- [Tasks to perform]
1. Reproduce the passage of the essay about a first story acceptance starting at "But they are" and ending at "to be proud.".
2. Translate this sentence from the essay about a first story acceptance into Spanish: "Artists are, of course, famous for their struggles with self-doubt."

━━ Document segment ━━

Just  like that, I will go from being an aspiring writer to a published one.

The brain is a funny thing.  I read the email with the understanding that it would be a rejection, because it was only my second response out of the submissions that I made last month.  When I saw that it was an acceptance, the achievement suddenly became so much less worthy than when it was out of reach.  It must be a terrible magazine, I thought, if they’re taking *that* storyThey must accept just anyone.

But they are not a terrible magazine.  It is not a terrible story.  The magazine did not somehow adopt lower standards just because they want to publish my work.  I worked hard for that 1,000 words of fiction, honing it and whittling it down into something much better than what I started with.  I did the legwork and figured out a few appropriate markets, then worked to format it appropriately and submit.  (Lesson learned: if your story is on the verge of being flash fiction, make it so.)  There was quite a bit of discovery, which required new approaches and hard work.  That alone is a reason to be proud.

Artists are, of course, famous for their struggles with self-doubt.  What we do is so subjective that perfectly good pieces of work can be undervalued for centuries before they find the right audience.  Likewise, we’ve all seen art with astonishingly poor craftsmanship become bafflingly popular.  With the advent of social media, it’s certainly obvious that success in the publishing industry often is as much about having a magic number of followers than any inherent artistic merit.  With the accessibility of self-publishing and the many online web magazines, it also feels like there is just so much more of everything already out there.  If you go looking for books written around a certain person or topic, there’s likely to be five or more, published in the same year.   I’ve often wondered if it’s even worth publishing, as much as I like to dream about a life where all my financial worries are taken care of by my writing.  Is publishing just adding another voice to the already shouting crowd?  Where does my voice fit in?  How will I know if it’s any good, when popularity matters more than artistry?

━━━
━━ Record list ━━

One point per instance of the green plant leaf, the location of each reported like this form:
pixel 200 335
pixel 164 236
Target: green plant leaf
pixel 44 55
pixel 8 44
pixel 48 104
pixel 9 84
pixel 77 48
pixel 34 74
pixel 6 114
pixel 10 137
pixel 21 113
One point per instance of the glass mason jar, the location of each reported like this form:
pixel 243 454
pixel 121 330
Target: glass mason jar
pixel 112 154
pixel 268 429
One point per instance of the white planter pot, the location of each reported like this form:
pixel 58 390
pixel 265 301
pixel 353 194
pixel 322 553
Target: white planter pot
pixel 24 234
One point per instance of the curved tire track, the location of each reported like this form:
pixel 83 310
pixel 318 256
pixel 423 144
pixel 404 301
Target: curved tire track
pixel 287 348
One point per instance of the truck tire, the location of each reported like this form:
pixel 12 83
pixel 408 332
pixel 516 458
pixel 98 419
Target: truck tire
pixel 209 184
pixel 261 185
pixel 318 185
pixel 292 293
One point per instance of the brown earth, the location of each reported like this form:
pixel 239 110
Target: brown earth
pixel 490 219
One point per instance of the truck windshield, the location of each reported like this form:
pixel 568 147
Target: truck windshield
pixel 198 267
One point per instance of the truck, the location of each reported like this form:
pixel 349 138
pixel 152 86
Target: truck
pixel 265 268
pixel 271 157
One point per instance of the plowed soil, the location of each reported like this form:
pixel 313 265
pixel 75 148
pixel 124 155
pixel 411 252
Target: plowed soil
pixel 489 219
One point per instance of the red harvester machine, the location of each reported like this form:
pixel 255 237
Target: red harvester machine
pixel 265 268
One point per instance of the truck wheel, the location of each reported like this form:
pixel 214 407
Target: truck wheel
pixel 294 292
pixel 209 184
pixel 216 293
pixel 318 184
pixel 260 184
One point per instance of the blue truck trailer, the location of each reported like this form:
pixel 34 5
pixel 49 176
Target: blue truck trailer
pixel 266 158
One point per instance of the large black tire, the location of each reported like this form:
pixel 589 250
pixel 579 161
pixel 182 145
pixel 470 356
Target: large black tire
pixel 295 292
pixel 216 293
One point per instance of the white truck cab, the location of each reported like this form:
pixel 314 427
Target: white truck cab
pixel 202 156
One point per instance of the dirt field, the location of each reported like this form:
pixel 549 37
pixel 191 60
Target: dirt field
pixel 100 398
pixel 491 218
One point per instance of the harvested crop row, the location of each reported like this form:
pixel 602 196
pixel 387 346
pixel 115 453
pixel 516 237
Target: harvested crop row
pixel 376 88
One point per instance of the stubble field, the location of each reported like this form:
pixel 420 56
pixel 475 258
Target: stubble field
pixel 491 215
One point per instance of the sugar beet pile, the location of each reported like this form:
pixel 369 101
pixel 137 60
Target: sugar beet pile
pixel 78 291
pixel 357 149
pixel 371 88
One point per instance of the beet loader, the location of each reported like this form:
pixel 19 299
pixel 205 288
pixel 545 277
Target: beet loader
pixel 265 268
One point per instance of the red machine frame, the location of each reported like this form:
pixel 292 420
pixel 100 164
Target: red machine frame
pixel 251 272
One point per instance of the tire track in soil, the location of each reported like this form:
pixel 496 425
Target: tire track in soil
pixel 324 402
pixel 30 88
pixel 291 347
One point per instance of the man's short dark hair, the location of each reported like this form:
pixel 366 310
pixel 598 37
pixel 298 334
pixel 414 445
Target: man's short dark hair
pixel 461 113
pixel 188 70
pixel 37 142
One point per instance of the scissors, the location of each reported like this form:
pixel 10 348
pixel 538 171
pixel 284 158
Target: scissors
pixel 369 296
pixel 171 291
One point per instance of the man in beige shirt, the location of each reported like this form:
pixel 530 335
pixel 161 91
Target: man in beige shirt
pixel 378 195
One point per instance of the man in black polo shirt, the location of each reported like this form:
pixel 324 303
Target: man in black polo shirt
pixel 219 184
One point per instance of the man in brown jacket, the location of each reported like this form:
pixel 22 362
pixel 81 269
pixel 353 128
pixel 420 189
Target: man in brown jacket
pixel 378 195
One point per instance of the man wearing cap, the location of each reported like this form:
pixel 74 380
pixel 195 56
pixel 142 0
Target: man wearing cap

━━━

- [Expected outputs]
1.
But they are not a terrible magazine.  It is not a terrible story.  The magazine did not somehow adopt lower standards just because they want to publish my work.  I worked hard for that 1,000 words of fiction, honing it and whittling it down into something much better than what I started with.  I did the legwork and figured out a few appropriate markets, then worked to format it appropriately and submit.  (Lesson learned: if your story is on the verge of being flash fiction, make it so.)  There was quite a bit of discovery, which required new approaches and hard work.  That alone is a reason to be proud.

2. Los artistas son, por supuesto, famosos por sus luchas con la duda sobre sí mismos.